From the records that follow, copy every line in which "green" appears.

[Opening THE RECORDS section]

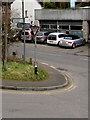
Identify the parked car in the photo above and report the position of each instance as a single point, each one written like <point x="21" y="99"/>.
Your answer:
<point x="42" y="36"/>
<point x="28" y="36"/>
<point x="72" y="41"/>
<point x="17" y="36"/>
<point x="54" y="38"/>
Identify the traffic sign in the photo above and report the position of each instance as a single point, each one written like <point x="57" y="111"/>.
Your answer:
<point x="17" y="20"/>
<point x="34" y="29"/>
<point x="23" y="25"/>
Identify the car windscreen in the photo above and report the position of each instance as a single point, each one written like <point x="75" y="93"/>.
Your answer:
<point x="40" y="34"/>
<point x="52" y="37"/>
<point x="62" y="35"/>
<point x="26" y="33"/>
<point x="72" y="37"/>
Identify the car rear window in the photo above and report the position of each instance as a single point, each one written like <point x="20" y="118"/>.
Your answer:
<point x="62" y="35"/>
<point x="52" y="37"/>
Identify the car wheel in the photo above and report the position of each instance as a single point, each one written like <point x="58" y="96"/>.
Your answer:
<point x="73" y="45"/>
<point x="59" y="44"/>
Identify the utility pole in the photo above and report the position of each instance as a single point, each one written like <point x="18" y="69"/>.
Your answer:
<point x="6" y="31"/>
<point x="23" y="28"/>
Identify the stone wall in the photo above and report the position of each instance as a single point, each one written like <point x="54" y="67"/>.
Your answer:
<point x="85" y="30"/>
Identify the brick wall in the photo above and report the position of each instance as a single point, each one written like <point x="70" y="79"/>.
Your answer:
<point x="85" y="30"/>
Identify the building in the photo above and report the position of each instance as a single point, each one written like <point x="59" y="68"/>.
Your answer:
<point x="3" y="5"/>
<point x="76" y="21"/>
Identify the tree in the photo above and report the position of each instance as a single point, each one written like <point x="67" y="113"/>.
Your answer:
<point x="55" y="5"/>
<point x="83" y="4"/>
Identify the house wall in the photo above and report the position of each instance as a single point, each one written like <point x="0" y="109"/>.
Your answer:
<point x="73" y="20"/>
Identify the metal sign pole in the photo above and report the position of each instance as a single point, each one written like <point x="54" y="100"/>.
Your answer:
<point x="35" y="48"/>
<point x="35" y="57"/>
<point x="23" y="27"/>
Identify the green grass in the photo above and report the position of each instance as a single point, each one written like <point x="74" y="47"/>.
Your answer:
<point x="23" y="72"/>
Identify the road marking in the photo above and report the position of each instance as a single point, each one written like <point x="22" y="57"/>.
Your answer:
<point x="85" y="59"/>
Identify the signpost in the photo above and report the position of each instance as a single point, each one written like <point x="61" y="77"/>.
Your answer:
<point x="17" y="20"/>
<point x="35" y="30"/>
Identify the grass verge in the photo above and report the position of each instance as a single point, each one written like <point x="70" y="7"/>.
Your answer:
<point x="23" y="72"/>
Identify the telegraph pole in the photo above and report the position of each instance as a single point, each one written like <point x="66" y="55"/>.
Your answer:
<point x="6" y="31"/>
<point x="23" y="28"/>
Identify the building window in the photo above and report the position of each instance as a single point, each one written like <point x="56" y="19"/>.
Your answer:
<point x="45" y="26"/>
<point x="76" y="27"/>
<point x="53" y="26"/>
<point x="64" y="27"/>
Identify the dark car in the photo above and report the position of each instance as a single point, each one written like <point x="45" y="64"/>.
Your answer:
<point x="42" y="37"/>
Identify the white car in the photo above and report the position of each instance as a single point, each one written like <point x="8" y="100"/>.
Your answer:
<point x="54" y="38"/>
<point x="28" y="36"/>
<point x="72" y="41"/>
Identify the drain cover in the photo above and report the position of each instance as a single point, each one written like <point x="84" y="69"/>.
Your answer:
<point x="62" y="69"/>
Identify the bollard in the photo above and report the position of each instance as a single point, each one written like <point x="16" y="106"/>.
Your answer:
<point x="35" y="69"/>
<point x="30" y="61"/>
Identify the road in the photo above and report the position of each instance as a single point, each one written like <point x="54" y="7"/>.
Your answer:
<point x="69" y="102"/>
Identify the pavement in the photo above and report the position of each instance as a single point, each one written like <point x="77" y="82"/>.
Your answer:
<point x="57" y="79"/>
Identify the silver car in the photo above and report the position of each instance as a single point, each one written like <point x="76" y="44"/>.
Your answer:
<point x="72" y="41"/>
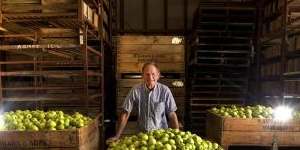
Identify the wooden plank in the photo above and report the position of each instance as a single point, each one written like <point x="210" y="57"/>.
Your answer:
<point x="164" y="67"/>
<point x="21" y="1"/>
<point x="17" y="8"/>
<point x="260" y="138"/>
<point x="66" y="5"/>
<point x="145" y="40"/>
<point x="150" y="49"/>
<point x="231" y="131"/>
<point x="143" y="57"/>
<point x="58" y="32"/>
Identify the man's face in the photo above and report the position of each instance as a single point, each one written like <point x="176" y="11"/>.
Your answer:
<point x="150" y="76"/>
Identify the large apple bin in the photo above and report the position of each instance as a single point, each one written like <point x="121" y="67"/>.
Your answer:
<point x="84" y="138"/>
<point x="228" y="131"/>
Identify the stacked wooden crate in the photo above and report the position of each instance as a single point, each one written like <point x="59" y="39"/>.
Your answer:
<point x="252" y="132"/>
<point x="134" y="51"/>
<point x="219" y="57"/>
<point x="52" y="58"/>
<point x="279" y="44"/>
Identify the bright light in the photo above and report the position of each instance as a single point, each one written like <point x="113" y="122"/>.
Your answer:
<point x="177" y="83"/>
<point x="282" y="113"/>
<point x="176" y="40"/>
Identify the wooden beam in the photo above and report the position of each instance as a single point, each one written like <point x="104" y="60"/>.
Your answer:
<point x="37" y="46"/>
<point x="165" y="15"/>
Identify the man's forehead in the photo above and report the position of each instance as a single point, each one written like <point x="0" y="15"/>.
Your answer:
<point x="150" y="68"/>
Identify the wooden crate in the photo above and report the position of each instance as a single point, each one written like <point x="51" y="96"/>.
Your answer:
<point x="58" y="36"/>
<point x="85" y="138"/>
<point x="58" y="6"/>
<point x="134" y="51"/>
<point x="258" y="132"/>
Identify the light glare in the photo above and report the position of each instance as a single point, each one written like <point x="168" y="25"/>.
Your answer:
<point x="282" y="113"/>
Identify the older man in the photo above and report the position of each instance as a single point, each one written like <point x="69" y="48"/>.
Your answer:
<point x="154" y="102"/>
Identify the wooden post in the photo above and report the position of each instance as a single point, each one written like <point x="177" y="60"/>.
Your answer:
<point x="80" y="13"/>
<point x="85" y="62"/>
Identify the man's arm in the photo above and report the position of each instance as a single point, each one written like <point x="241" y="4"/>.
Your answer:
<point x="173" y="120"/>
<point x="121" y="125"/>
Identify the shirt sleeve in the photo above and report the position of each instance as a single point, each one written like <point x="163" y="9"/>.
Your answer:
<point x="129" y="101"/>
<point x="170" y="102"/>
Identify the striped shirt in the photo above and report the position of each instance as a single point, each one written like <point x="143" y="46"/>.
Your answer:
<point x="152" y="106"/>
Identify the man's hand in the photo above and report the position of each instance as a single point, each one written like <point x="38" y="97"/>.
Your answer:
<point x="173" y="120"/>
<point x="112" y="139"/>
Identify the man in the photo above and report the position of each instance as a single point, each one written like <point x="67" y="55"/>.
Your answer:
<point x="154" y="102"/>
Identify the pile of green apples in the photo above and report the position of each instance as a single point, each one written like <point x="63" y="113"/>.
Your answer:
<point x="258" y="111"/>
<point x="164" y="139"/>
<point x="39" y="120"/>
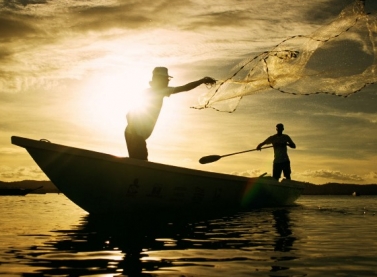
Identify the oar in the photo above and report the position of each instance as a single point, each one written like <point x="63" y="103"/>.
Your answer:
<point x="214" y="158"/>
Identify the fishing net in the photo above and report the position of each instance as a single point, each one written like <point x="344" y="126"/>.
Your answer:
<point x="338" y="59"/>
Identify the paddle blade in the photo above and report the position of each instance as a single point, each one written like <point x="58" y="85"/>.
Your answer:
<point x="209" y="159"/>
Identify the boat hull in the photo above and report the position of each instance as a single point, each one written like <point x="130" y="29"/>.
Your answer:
<point x="101" y="184"/>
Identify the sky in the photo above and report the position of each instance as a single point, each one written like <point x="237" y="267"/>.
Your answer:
<point x="70" y="69"/>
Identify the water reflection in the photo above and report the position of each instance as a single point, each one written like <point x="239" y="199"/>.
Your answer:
<point x="139" y="246"/>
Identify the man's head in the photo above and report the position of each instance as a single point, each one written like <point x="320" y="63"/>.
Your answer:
<point x="160" y="77"/>
<point x="279" y="127"/>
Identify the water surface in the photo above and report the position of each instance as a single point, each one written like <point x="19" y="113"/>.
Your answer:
<point x="47" y="235"/>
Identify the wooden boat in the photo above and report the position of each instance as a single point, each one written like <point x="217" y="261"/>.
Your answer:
<point x="16" y="191"/>
<point x="101" y="183"/>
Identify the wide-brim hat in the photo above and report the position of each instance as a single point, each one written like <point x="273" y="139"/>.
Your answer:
<point x="161" y="71"/>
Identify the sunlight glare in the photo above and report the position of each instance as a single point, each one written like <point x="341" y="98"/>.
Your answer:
<point x="106" y="99"/>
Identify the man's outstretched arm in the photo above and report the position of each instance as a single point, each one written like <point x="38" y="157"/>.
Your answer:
<point x="192" y="85"/>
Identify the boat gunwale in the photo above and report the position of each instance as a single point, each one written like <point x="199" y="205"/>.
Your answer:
<point x="50" y="146"/>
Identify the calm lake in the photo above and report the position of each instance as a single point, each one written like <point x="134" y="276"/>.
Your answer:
<point x="48" y="235"/>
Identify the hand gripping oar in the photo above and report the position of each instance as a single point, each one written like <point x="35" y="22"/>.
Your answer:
<point x="214" y="158"/>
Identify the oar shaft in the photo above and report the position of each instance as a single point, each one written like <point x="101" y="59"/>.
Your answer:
<point x="231" y="154"/>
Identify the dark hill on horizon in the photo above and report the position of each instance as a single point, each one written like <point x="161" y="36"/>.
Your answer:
<point x="310" y="189"/>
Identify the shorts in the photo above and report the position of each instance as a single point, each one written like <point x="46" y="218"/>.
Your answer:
<point x="136" y="145"/>
<point x="284" y="167"/>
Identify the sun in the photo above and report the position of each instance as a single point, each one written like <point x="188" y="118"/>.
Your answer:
<point x="105" y="100"/>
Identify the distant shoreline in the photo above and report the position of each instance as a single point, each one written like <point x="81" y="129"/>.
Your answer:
<point x="310" y="189"/>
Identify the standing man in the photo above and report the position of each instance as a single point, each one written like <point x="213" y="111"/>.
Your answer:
<point x="141" y="121"/>
<point x="281" y="162"/>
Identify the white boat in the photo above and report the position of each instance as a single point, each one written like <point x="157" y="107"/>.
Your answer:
<point x="105" y="184"/>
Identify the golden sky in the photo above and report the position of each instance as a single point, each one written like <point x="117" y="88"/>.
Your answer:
<point x="69" y="69"/>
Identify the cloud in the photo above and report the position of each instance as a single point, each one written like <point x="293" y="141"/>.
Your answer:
<point x="332" y="175"/>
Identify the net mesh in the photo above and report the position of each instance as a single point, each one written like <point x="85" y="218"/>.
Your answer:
<point x="338" y="58"/>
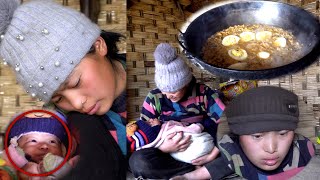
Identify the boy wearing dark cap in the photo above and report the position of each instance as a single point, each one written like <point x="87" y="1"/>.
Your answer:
<point x="262" y="143"/>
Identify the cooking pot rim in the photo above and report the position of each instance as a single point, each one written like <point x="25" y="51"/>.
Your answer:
<point x="293" y="67"/>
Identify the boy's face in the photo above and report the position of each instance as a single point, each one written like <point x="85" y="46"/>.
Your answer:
<point x="175" y="96"/>
<point x="91" y="87"/>
<point x="267" y="150"/>
<point x="37" y="145"/>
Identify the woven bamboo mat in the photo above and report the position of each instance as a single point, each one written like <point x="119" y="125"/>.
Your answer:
<point x="152" y="22"/>
<point x="13" y="99"/>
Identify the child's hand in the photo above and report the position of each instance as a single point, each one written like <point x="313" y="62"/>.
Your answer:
<point x="33" y="168"/>
<point x="206" y="158"/>
<point x="175" y="142"/>
<point x="74" y="160"/>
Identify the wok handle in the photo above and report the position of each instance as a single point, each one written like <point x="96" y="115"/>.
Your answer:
<point x="181" y="39"/>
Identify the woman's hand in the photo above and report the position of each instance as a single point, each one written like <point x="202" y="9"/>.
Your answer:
<point x="206" y="158"/>
<point x="175" y="142"/>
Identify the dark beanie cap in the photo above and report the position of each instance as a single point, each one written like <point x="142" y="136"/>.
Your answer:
<point x="263" y="109"/>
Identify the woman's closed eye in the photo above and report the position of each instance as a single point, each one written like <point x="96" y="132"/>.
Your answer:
<point x="53" y="142"/>
<point x="33" y="141"/>
<point x="256" y="136"/>
<point x="57" y="99"/>
<point x="283" y="133"/>
<point x="77" y="84"/>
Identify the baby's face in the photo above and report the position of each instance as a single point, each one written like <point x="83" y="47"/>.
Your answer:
<point x="267" y="150"/>
<point x="37" y="145"/>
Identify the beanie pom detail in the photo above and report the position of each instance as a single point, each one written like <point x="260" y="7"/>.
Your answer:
<point x="7" y="8"/>
<point x="164" y="53"/>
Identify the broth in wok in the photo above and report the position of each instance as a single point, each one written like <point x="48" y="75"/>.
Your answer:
<point x="251" y="47"/>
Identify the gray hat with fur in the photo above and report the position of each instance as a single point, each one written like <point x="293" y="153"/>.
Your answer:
<point x="172" y="73"/>
<point x="43" y="42"/>
<point x="263" y="109"/>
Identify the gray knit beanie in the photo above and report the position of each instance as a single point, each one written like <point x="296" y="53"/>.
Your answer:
<point x="263" y="109"/>
<point x="43" y="42"/>
<point x="172" y="73"/>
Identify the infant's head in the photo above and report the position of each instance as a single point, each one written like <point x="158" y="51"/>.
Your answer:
<point x="38" y="137"/>
<point x="36" y="145"/>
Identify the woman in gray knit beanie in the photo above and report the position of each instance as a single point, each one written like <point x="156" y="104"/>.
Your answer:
<point x="61" y="57"/>
<point x="178" y="97"/>
<point x="263" y="144"/>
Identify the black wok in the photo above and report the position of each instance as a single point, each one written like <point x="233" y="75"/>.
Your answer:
<point x="303" y="25"/>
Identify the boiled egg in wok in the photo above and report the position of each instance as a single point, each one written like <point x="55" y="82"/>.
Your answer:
<point x="263" y="35"/>
<point x="263" y="55"/>
<point x="239" y="66"/>
<point x="230" y="40"/>
<point x="238" y="54"/>
<point x="280" y="42"/>
<point x="247" y="36"/>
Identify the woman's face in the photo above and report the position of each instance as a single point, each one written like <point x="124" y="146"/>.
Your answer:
<point x="175" y="96"/>
<point x="267" y="150"/>
<point x="37" y="145"/>
<point x="91" y="87"/>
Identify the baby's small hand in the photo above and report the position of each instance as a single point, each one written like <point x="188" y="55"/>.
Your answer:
<point x="74" y="160"/>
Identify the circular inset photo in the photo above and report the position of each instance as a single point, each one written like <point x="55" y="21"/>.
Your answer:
<point x="38" y="143"/>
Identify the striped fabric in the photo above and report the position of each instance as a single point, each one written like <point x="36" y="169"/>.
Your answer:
<point x="137" y="140"/>
<point x="201" y="104"/>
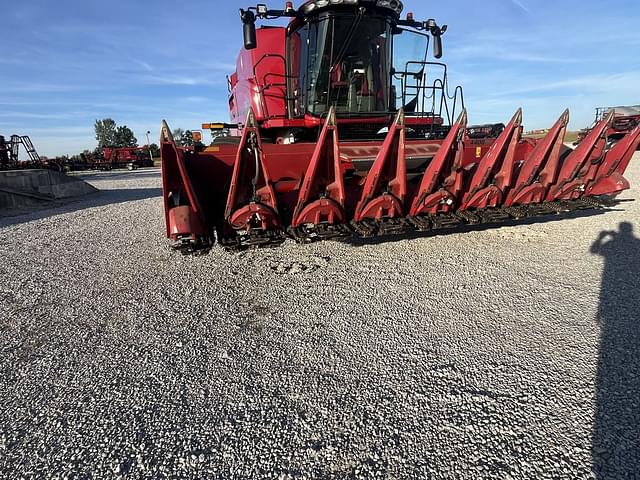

[Closing THE RECORDS section]

▶ _TASK ANSWER_
Identify the green grass in the photo above and report the position of each instance as a single point, each one written like <point x="74" y="47"/>.
Identify the pile of green apples in the photo above and report the position of each instance as a single point, each one written like <point x="63" y="113"/>.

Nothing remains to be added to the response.